* Source excerpt *
* * * * * * * * *
Is It still The China Post? Or is It now The Taiwan Post?
November 2, 2007
Today's China Post carried an article on the blow up between Lien Chan and Ma Ying-jeou.
In the article, entitled "Ma upholds 'one-China' principle with various definitions," dated Friday, November 2, 2007, the China Post news staff wrote:
"Opposition presidential candidate Ma Ying-jeou clarified yesterday that he has always supported the idea of "national unification" between Taiwan and China [sic!] as well as a document backing the "one-China" principle reached by Taipei and Beijing in 1992."
The China Post. Or is it the Taiwan Post?
For the China Post to refer to the Chinese mainland as "China," and to Taiwan as if it were a separate and independent nation, is both ludicrous and appalling.
Have the editors forgotten that the name of their paper is "The China Post?"
The China Post is a paper located on Taiwan. It is rightly named the China Post because Taiwan is an integral part of China.
Strictly speaking, the ROC and the PRC are not really nations, but governments. Governments are not nations. Nations are not governments.
China is the name of the nation. The ROC and the PRC are governments that control different parts of China, but neither government is equivalent to the nation of China, qua nation.
If the China Post is so far down the "ben tu" path that it considers the Chinese mainland "China," and the Taiwan region of China a separate and independent nation, then why is it still referring to itself as "The China Post?" Why hasn't it changed its name to "The Taiwan Post?"
* * * * * * * * *
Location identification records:
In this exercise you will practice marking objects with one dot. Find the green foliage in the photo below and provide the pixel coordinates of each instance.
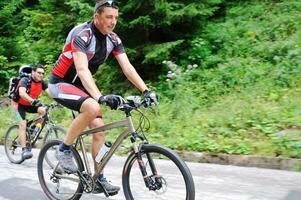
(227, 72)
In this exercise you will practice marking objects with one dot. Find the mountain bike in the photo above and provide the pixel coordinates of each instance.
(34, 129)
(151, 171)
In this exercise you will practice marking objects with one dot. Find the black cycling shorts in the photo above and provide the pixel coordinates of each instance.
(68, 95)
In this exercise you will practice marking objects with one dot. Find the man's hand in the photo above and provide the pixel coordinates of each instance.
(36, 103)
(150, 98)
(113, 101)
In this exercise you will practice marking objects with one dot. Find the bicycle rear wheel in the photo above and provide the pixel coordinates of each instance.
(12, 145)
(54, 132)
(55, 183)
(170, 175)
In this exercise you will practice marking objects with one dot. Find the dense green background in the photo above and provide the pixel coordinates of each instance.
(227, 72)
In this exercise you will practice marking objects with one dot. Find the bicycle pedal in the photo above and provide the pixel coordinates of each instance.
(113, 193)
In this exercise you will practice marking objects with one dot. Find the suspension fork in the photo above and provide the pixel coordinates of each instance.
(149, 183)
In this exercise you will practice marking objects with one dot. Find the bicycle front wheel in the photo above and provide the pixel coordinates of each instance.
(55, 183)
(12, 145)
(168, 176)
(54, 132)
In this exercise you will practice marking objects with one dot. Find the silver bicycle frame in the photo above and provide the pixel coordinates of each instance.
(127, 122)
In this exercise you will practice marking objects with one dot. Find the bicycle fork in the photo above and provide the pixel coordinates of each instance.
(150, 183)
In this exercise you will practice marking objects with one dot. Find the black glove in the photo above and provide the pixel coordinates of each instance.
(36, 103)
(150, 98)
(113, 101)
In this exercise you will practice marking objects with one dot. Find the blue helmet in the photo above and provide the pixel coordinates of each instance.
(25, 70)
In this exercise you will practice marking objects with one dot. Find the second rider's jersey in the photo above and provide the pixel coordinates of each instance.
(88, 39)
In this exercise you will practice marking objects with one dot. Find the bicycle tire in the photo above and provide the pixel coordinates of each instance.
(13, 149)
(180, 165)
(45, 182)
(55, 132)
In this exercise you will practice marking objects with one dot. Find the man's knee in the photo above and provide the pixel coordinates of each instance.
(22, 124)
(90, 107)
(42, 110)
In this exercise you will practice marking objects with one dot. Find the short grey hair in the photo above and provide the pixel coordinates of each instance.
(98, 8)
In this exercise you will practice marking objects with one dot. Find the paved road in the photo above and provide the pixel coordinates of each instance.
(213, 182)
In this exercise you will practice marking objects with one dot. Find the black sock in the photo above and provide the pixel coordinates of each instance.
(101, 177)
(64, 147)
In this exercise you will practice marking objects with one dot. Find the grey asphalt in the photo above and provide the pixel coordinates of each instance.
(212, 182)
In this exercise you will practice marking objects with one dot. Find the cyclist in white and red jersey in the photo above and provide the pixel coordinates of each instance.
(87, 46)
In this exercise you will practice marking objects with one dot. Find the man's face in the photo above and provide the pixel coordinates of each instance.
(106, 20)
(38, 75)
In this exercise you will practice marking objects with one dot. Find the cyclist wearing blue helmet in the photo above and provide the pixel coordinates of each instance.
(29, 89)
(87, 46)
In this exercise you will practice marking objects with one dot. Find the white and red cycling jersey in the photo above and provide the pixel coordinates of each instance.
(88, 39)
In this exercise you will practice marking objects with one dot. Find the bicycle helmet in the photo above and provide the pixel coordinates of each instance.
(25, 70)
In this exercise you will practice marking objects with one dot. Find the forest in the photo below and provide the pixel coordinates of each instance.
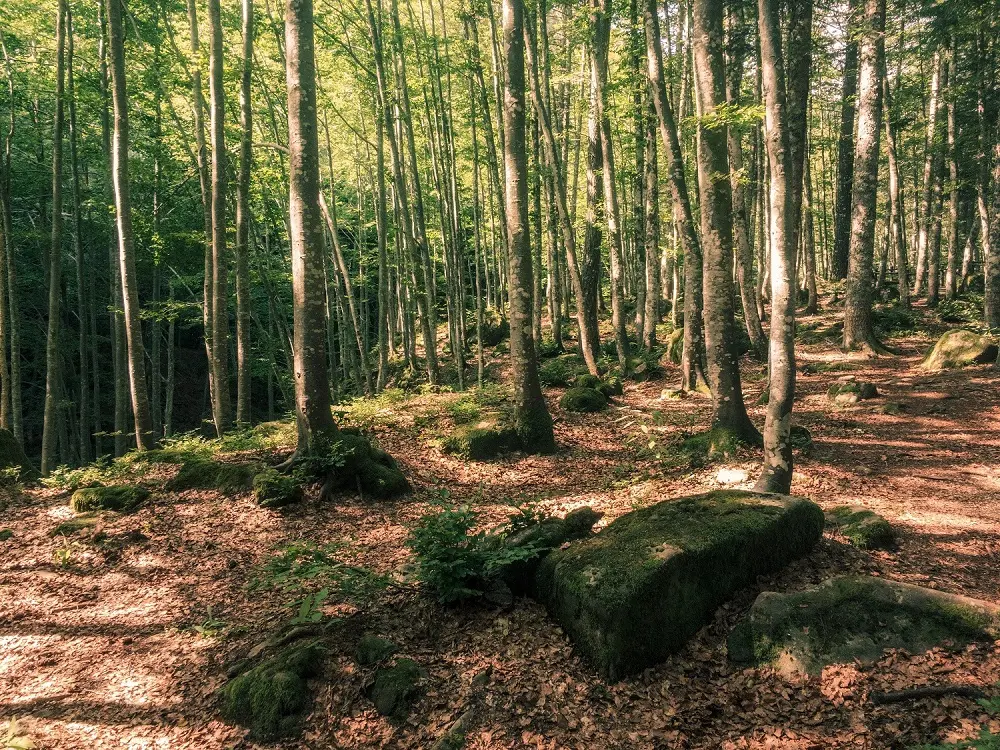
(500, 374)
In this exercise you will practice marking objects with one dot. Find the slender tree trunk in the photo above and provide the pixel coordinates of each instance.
* * * * * * * * *
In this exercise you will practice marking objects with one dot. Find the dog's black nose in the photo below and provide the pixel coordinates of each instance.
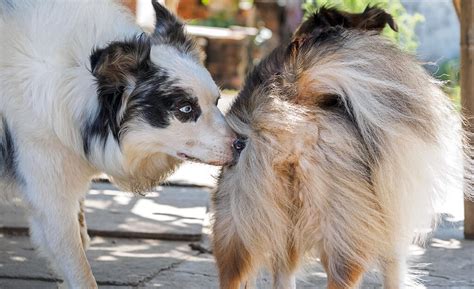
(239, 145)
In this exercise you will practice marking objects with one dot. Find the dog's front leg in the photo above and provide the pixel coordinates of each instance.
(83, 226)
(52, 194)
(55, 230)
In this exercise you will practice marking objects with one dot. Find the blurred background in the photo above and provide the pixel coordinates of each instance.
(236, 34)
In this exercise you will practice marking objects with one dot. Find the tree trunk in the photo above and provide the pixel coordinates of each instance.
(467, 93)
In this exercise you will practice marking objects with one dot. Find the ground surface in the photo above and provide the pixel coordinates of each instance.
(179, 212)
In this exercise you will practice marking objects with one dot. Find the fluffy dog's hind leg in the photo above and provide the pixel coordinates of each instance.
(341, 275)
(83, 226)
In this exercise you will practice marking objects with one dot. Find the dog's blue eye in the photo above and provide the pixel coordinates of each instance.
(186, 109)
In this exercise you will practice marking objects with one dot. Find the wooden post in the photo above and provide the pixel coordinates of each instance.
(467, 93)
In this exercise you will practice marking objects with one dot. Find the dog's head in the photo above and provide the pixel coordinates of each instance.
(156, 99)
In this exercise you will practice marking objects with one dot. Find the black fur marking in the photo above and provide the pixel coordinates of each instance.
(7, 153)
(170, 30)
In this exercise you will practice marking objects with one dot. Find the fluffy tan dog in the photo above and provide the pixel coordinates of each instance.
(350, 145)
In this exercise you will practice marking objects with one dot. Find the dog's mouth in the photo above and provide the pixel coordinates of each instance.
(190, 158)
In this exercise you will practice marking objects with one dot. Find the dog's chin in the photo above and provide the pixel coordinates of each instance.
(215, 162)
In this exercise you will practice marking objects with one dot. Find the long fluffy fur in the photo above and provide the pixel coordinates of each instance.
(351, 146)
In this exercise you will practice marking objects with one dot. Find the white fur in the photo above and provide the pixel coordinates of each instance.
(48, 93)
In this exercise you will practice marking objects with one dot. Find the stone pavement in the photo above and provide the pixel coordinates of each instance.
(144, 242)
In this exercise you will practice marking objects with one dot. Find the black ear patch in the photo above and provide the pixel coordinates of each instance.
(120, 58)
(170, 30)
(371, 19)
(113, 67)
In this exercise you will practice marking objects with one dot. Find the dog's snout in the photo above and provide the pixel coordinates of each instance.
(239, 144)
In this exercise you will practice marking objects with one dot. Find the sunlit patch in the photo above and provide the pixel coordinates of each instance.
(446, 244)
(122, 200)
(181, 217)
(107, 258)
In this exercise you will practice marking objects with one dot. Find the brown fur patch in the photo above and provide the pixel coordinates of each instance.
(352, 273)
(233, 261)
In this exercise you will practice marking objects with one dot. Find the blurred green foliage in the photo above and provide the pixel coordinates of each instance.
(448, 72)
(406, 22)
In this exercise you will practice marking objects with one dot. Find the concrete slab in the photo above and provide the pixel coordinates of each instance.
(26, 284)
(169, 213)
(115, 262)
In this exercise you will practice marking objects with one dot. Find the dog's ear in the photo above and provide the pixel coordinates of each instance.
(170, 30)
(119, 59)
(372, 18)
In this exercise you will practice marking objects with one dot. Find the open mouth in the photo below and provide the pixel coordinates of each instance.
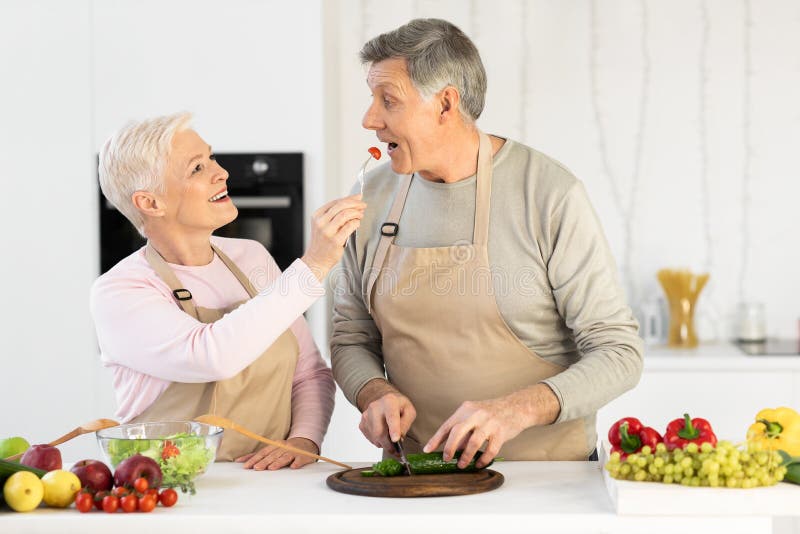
* * * * * * * * *
* Exercise requirements *
1 > Output everything in the commentary on The China Post from "Is It still The" down to "and Ma Ying-jeou.".
2 > According to the commentary on The China Post, in what year did Taipei and Beijing reach the document backing the "one-China" principle?
3 > Resume the commentary on The China Post, writing on from its final sentence.

* Answers to the problems *
1 >
Is It still The China Post? Or is It now The Taiwan Post?
November 2, 2007
Today's China Post carried an article on the blow up between Lien Chan and Ma Ying-jeou.

2 > 1992

3 >
The blow up between Lien and Ma was precipitated by Ma Ying-jeou's craven retreat from the KMT's core value of "One China."
Ma has of course denied that the omissions mean anything.
But actions speak louder than words. If the omission of "National Reunification" and the "92 Consensus" was "no big deal," then why were they not left in?
Obviously getting rid of the two clauses was a big deal for Ma Ying-jeou.
For the past two years, Ma has been falling over himself in a desperate and pathetic attempt to transform himself from a citizen of the Republic of China to a presidential candidate for the "Nation of Taiwan."
Both the China Post and Ma Ying-jeou need to take a long hard look at where they're headed.
As the the admonition carved on the "pai lou" (entrance gate) of a local Taiwan monastery puts it:
"Ku hai wu bian, hui tou shi an" (The raging sea is boundless, but behind you is the shore)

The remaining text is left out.